▶ _WHAT TO WORK ON_
• A. List every header field name given on the dashed lines near the top of the mailing list reply about Mathematica results.
• B. Answer these questions from the mailing list reply about Mathematica results:
(i) Which item does Ralph say remains undefined?
(ii) On what date and at what time did Nabeel Butt write the quoted message?
(iii) On how many computers did Nabeel Butt run the code?

----- DOCUMENT TEXT

Re: Mathematica results different on different computers !
- To: mathgroup at smc.vnet.net
- Subject: [mg125580] Re: Mathematica results different on different computers !
- From: Ralph Dratman <ralph.dratman at gmail.com>
- Date: Mon, 19 Mar 2012 05:01:28 -0500 (EST)
- Delivered-to: l-mathgroup@mail-archive0.wolfram.com
- References: <201203180740.CAA14090@smc.vnet.net>
Num remains undefined, as far as I can see. Is that intended?
Ralph
On Sun, Mar 18, 2012 at 3:40 AM, Nabeel Butt <nabeel.butt at gmail.com> wrote:
> Hi Guys ...
> I run a piece of code on two different computers (different hardwares)

----------
----- PROVIDED RECORDS

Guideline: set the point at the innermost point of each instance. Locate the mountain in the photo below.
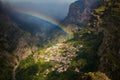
(91, 53)
(79, 11)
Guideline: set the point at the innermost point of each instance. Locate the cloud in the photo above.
(42, 1)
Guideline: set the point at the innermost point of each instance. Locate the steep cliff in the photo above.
(15, 44)
(79, 11)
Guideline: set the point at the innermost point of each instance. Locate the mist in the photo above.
(56, 9)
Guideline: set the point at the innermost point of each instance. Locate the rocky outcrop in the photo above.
(79, 11)
(15, 44)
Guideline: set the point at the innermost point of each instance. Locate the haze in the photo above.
(56, 9)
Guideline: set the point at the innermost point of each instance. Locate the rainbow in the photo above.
(45, 18)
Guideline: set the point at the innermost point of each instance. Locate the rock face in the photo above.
(15, 44)
(79, 11)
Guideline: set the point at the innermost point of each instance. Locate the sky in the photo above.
(42, 1)
(56, 9)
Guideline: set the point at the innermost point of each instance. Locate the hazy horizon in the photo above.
(57, 10)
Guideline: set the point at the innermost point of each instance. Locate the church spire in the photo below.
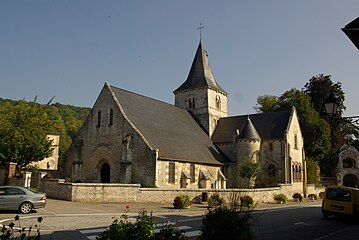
(200, 75)
(248, 131)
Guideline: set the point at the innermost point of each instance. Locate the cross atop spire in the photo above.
(200, 31)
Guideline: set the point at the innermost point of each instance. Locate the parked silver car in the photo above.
(20, 198)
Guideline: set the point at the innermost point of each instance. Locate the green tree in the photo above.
(318, 89)
(267, 103)
(315, 130)
(23, 133)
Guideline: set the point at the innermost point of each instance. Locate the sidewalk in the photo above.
(64, 219)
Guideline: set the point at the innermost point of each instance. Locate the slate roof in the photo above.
(170, 129)
(268, 125)
(248, 130)
(200, 74)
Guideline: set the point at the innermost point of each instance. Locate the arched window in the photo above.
(295, 141)
(111, 117)
(99, 119)
(171, 172)
(218, 102)
(192, 172)
(105, 173)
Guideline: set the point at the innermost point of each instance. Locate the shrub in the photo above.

----------

▶ _PROBLEM SOLUTIONS_
• A. To, Subject, From, Date, Delivered-to, References

• B.
(i) Num
(ii) Sunday, March 18, 2012, at 3:40 AM
(iii) Two